Available data –
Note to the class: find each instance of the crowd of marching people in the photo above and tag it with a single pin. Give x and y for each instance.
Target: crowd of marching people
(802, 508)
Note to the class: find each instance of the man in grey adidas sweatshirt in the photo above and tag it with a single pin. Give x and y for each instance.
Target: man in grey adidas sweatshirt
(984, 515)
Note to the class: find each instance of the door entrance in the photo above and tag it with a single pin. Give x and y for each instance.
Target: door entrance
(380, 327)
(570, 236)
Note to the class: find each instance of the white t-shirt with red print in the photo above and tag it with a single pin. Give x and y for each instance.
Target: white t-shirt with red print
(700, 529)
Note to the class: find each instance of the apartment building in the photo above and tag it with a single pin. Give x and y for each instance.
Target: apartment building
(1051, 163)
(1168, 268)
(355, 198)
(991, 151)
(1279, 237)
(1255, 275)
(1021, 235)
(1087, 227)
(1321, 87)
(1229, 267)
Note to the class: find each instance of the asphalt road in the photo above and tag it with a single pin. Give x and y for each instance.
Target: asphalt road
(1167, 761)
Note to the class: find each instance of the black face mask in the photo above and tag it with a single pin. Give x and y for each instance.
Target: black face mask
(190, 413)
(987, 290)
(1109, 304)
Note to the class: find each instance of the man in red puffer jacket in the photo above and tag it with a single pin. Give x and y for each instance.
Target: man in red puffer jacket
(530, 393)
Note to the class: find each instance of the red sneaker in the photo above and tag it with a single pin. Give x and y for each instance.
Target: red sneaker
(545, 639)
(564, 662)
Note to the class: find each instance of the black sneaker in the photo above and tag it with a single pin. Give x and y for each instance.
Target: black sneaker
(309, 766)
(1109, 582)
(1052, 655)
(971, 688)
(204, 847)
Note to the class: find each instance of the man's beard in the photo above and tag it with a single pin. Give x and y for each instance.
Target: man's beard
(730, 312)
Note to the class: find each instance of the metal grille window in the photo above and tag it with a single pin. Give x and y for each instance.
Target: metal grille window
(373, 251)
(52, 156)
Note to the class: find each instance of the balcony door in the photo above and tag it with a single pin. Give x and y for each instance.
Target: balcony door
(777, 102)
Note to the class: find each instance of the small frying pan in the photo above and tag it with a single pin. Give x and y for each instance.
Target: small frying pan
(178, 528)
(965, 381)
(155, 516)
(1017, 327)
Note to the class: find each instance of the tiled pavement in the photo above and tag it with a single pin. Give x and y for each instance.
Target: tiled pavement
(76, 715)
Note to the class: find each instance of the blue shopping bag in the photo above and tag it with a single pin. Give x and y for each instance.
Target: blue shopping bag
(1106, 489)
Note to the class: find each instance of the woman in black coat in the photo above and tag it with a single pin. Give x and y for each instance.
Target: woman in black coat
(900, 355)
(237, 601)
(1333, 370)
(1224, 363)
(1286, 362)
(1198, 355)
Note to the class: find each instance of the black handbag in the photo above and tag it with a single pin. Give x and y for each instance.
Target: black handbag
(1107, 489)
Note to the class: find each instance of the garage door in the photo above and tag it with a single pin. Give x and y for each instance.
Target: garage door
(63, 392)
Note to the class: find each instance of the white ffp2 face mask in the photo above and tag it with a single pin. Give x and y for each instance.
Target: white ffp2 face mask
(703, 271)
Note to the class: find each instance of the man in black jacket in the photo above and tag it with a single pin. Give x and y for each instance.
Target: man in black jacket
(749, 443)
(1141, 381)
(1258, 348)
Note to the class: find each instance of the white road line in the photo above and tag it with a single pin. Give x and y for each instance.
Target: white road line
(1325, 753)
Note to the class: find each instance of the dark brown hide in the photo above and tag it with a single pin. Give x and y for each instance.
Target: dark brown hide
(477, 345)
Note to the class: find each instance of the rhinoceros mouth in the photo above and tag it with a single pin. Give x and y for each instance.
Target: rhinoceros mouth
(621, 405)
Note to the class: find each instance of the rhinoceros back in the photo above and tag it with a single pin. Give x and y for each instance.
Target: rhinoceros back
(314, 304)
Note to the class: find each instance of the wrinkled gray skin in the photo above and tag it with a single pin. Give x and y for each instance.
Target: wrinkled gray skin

Instructions to follow – Reproduce every one of the records above word for word, keeping each line as it stands.

Output –
Note to the class: find each instance of the crowd of marching people in the photo above and tag it with a single pin. Give x and y for each instance.
Target: crowd of marching people
(802, 508)
Note to the class: find each instance of the man in grey adidas sweatshirt in the photo above and tag it with a single pin. Give x and y for each instance.
Target: man in grey adidas sweatshirt
(984, 515)
Note to the class: find each instance of the door entrance in the photo above and tag it with a single pin. Give x and y for each instance.
Target: door entrance
(380, 327)
(570, 236)
Note to the class: find each instance of the white t-shirt with red print in the photo above and tag it with a single pin. Give x and y for each instance.
Target: white t-shirt with red print
(700, 529)
Note to the class: find each instance of the apartment building in the photo above and tag it with a single pin. Give x and y for each instance.
Target: apartment building
(1051, 163)
(1168, 268)
(355, 198)
(991, 151)
(1279, 237)
(1255, 275)
(1021, 235)
(1087, 227)
(1321, 87)
(1229, 267)
Note to the class: find each instance of the asphalt road in the photo above and tag it with a single pin. Give x and y for each instance.
Target: asphalt road
(1167, 761)
Note to the class: find each instance of the black face mask in the photo above and tag it with a single pin. Give x and y for each instance.
Target: black face mask
(190, 413)
(987, 290)
(1109, 304)
Note to the class: find each instance of the man in red puffer jacket in the photo above and tag it with a single pin. Give x and y for each instance.
Target: man in red puffer jacket
(530, 393)
Note to the class: find each instance of the red sneaker in the photo above and tag it with a single pin. Give x and y for each instance.
Target: red sneaker
(545, 639)
(564, 662)
Note to the class: find each instance of the black sneaker in the photo above and tag it with a single pin. Give x and y for each instance.
Target: black sneaker
(309, 766)
(1109, 582)
(1052, 655)
(971, 688)
(204, 847)
Note to the class: find each instance of the man's beard in the photo above and tag it with a single pin. Give x and y for each instance.
Target: man's beard
(730, 312)
Note to the class: find each instance of the metal grille window in the photo above and tag it with a single pin. Give x and y for each instance.
Target: metal grille window
(373, 251)
(52, 156)
Note to the class: find each instance of the balcony door in the photo above and tag it with a single pin. Give x and y for each instance.
Target: balcony door
(777, 102)
Note to the class: find each instance of the small frying pan in the photo above and tag it with a single pin. Give x and y for each instance.
Target: small frying pan
(178, 528)
(965, 381)
(155, 516)
(1017, 327)
Note to the class: find each instance of the tiled pavement in the photo above and tag it with a single pin. Give x and y for each instance.
Target: tiled pavement
(76, 715)
Note to the class: find each instance of the blue shopping bag in the photo above and tag it with a single pin. Give x and y for each instance.
Target: blue shopping bag
(1106, 489)
Note to the class: find each instance of the woman in black coat in the photo above and tag it with a single pin. Give x and y for each instance.
Target: woman in black coat
(900, 355)
(237, 601)
(1333, 370)
(1224, 363)
(1286, 362)
(1198, 355)
Note to the class: find each instance of the black handbag in the photo above and tag it with a single pin. Give x and y for each instance.
Target: black handbag
(1107, 489)
Note to the class: find each instance of the garage door in the photo above and tag it with a single pin. Give x and y for each instance.
Target: garage door
(63, 392)
Note to the class: find each instance of the white ffp2 face mask in the photo above and tag it with a single pin. Give x and y for each instance.
Target: white ffp2 face mask
(703, 271)
Note to the class: find each instance of the man in black jacket in the photo above and tag it with a single pin. Give x and y for each instance.
Target: man in black jacket
(749, 443)
(1141, 381)
(1258, 348)
Note to the class: find each instance of the white road line in the photo above and tag it with a single pin. Give x and y for each instance.
Target: white road line
(1325, 753)
Note to the class: find each instance of the dark brown hide in the photo above and tag it with a single pin. Give x and y for each instance.
Target: dark brown hide
(477, 345)
Note to the class: find each instance of the rhinoceros mouth in the photo above and tag it with a single pin. Give x and y for each instance.
Target: rhinoceros mouth
(621, 405)
Note to the class: find each instance of the rhinoceros back in the photo above and tag it with a single pin. Give x and y for each instance.
Target: rhinoceros back
(314, 304)
Note to the class: find each instance of the wrinkled gray skin in the photo above and tag it with a single pin. Give x and y for each instance.
Target: wrinkled gray skin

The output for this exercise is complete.